§ TASK TO CARRY OUT: In the material from its start through the line containing "pixel 16 11", swap every "shredded white radish" for "grated daikon" and give those lines again with nothing else changed. Leave the pictures out of your answer.

§ RAW DATA:

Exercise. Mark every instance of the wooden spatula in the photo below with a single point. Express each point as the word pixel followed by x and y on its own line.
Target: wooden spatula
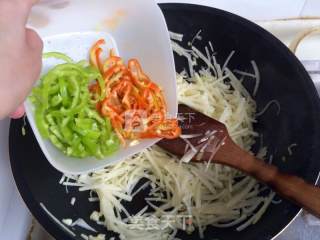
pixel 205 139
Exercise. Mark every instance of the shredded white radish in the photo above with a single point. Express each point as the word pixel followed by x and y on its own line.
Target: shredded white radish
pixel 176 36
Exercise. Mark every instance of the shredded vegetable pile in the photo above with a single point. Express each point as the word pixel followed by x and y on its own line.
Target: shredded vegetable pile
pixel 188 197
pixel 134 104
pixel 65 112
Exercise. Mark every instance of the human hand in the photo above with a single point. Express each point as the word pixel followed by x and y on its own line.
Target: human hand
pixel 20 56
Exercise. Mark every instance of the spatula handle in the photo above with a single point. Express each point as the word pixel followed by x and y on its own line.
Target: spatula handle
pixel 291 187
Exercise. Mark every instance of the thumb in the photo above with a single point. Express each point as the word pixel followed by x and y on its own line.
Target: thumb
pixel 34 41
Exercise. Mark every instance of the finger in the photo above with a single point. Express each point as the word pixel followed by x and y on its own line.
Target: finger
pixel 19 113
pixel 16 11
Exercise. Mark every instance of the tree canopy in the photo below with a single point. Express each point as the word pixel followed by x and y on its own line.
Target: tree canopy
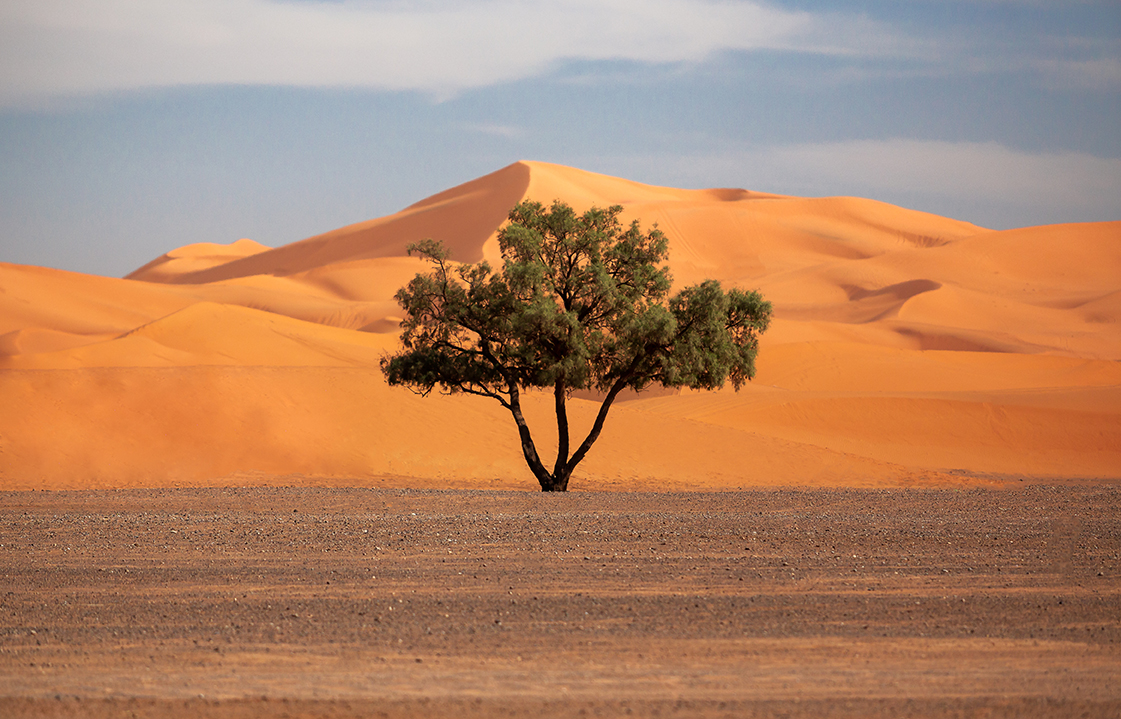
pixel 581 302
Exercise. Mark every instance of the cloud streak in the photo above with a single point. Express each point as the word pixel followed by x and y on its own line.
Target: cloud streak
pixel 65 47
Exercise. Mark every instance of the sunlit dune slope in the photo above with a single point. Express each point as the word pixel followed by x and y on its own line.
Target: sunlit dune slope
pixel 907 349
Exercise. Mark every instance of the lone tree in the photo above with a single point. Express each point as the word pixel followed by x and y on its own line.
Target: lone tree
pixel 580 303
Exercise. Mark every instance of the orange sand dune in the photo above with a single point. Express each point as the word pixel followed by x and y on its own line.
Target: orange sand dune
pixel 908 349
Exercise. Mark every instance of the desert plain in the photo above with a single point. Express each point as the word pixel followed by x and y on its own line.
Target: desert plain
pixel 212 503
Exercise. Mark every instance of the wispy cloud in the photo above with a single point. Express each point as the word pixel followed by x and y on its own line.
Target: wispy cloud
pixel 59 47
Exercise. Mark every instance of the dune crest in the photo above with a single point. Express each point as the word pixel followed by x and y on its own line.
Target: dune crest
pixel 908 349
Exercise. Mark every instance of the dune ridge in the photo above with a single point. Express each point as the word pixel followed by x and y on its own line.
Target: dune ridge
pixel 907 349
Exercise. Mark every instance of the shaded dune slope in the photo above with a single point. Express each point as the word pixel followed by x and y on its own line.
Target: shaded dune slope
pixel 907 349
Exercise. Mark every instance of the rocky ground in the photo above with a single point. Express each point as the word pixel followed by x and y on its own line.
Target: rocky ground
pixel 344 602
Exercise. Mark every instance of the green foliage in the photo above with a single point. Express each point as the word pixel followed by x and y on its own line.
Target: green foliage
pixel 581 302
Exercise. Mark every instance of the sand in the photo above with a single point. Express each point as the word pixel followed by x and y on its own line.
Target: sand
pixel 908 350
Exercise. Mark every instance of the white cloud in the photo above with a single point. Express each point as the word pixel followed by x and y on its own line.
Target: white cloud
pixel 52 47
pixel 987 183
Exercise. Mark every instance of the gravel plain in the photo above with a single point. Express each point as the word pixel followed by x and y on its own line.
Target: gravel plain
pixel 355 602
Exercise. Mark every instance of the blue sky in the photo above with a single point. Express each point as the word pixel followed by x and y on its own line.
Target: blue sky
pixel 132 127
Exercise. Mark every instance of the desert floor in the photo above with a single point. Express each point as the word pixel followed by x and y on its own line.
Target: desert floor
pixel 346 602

§ CORRECT ANSWER:
Exercise. Mark every instance of the wooden spatula in the photo below with a single point. Express each point as the word pixel followed by x and y on its own line.
Target: wooden spatula
pixel 205 139
Exercise. Mark every instance of the grated daikon in the photo above with a single point. Express each point as the word pixel followed by x and y on its own line.
Target: grated daikon
pixel 176 36
Exercise. Mark every instance of the shredded vegetable pile in the photo above with a single point. Express each point as the word pixel followed by x and y on its own line.
Target: shredded vegetable pile
pixel 188 197
pixel 134 104
pixel 65 112
Exercise. Mark every instance of the human hand in the photo above with a single point. Express each point as the word pixel followed by x and y on its own line.
Target: human hand
pixel 20 56
Exercise. Mark every instance of the spatula handle in the photo above with a single point. Express each point as the word pixel followed by x and y on its own line.
Target: spatula handle
pixel 291 187
Exercise. Mark every instance of the thumb in the photo above with a single point. Express each point as the word pixel followed by x and y on its own line.
Target: thumb
pixel 34 41
Exercise. Mark every instance of the finger in the photo above with a single point. Express each point as the word pixel followed by x and y on its own line.
Target: finger
pixel 19 113
pixel 16 11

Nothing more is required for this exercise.